Your instructions: In the part of the material that opens with the line containing "phrase -- white dessert plate" and runs through the end, can you substitute "person's" for every "woman's" and give those lines again with all else unchanged?
--- BEGIN Data ---
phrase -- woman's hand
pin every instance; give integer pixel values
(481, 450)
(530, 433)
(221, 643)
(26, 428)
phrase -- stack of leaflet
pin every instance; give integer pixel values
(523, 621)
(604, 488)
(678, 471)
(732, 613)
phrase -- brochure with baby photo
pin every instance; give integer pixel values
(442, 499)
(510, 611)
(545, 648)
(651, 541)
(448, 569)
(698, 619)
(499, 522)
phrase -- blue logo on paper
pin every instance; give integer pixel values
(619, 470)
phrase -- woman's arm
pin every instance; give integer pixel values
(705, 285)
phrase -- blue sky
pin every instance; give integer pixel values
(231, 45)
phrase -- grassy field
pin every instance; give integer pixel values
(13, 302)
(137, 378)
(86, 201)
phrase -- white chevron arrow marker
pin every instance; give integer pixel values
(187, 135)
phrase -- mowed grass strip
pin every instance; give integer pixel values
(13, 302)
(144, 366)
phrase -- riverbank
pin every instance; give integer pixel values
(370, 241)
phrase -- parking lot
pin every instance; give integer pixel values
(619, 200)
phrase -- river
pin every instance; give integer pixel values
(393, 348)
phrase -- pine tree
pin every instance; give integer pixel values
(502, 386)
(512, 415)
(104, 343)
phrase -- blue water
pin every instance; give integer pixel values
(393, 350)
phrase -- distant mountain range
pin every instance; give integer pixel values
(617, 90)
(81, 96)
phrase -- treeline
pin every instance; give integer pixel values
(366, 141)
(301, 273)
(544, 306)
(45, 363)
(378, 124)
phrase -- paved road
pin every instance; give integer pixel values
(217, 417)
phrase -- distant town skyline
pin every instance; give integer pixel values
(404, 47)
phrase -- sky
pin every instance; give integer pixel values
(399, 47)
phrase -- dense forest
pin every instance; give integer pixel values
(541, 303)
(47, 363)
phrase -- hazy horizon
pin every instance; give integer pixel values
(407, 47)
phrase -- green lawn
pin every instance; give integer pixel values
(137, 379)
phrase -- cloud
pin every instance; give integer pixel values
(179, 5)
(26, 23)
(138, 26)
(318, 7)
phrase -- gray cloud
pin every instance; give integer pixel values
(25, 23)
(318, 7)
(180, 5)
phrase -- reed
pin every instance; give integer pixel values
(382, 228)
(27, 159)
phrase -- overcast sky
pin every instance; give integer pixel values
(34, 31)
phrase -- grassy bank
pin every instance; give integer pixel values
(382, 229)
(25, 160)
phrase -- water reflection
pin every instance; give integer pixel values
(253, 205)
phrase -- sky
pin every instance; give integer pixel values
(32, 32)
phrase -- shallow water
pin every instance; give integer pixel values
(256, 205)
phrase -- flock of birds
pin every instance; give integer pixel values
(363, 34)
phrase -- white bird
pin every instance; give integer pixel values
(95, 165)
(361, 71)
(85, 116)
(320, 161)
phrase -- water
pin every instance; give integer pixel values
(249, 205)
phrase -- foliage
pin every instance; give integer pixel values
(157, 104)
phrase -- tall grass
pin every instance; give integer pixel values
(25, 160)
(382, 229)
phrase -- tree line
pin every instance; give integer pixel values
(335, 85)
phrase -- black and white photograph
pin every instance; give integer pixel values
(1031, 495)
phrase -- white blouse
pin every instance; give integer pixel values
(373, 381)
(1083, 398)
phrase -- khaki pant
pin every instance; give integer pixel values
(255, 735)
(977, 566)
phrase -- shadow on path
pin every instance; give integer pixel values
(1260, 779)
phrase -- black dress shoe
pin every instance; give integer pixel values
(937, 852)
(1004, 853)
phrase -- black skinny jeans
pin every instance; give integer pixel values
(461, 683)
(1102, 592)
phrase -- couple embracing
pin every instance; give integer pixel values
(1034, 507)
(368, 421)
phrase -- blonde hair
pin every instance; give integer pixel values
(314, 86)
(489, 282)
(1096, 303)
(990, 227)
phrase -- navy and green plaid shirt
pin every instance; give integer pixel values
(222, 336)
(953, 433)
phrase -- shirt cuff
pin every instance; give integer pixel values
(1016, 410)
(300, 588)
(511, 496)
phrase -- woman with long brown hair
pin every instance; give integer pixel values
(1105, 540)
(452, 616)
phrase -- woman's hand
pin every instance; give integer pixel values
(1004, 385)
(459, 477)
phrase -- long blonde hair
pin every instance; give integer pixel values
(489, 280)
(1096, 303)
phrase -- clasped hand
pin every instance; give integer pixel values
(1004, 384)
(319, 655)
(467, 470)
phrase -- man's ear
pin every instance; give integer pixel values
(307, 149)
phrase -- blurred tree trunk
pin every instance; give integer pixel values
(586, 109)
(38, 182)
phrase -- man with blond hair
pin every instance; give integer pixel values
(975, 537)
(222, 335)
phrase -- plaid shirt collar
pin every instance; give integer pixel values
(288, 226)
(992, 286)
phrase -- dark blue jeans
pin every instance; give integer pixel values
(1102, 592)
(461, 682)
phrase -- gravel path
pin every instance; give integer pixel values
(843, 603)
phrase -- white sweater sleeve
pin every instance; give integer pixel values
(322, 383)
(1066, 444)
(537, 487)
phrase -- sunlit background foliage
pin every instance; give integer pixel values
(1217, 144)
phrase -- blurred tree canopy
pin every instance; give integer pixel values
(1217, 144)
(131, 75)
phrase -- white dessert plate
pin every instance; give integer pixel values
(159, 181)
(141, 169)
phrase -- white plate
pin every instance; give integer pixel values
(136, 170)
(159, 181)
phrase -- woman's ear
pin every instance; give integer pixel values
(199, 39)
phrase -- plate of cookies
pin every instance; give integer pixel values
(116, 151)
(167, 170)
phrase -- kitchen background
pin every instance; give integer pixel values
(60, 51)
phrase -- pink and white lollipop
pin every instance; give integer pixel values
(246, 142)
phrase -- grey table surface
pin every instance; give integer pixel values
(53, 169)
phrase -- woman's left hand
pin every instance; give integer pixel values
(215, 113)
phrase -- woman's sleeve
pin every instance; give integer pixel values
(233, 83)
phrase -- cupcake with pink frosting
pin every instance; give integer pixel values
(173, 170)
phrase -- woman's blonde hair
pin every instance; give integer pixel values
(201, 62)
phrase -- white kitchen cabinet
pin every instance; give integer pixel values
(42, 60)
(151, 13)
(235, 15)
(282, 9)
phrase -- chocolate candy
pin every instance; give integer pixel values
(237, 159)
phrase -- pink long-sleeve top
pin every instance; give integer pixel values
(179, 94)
--- END Data ---
Task output:
phrase -- white dessert plate
pin every instance; give integer pixel values
(159, 181)
(141, 169)
phrase -- white plate
pin every instance; give integer pixel values
(136, 170)
(159, 181)
phrase -- person's ear
pin every instance; give integer pixel values
(199, 39)
phrase -- plate of cookies
pin every instance; give integer pixel values
(116, 151)
(167, 170)
phrase -- kitchen background
pin every instance; give integer pixel values
(60, 51)
phrase -- pink and white lollipop
pin every instance; give integer pixel values
(246, 142)
phrase -- grey table surface
pin every instance; give integer pixel values
(53, 169)
phrase -- person's left hand
pin every instance; give integer pixel values
(215, 113)
phrase -- person's sleeve
pin every instance; give integer pixel values
(233, 83)
phrase -- cupcake with pink frosting
pin every instance; give integer pixel values
(173, 170)
phrase -- person's blonde hair
pin every instance; give integer pixel values
(201, 62)
phrase -- white kitchen cabinet
pin every instance; give integer pixel values
(42, 60)
(151, 13)
(235, 15)
(282, 9)
phrase -- chocolate candy
pin every instance; give integer pixel values
(237, 159)
phrase -- pink long-sleeve top
pin every instance; give integer pixel values
(179, 94)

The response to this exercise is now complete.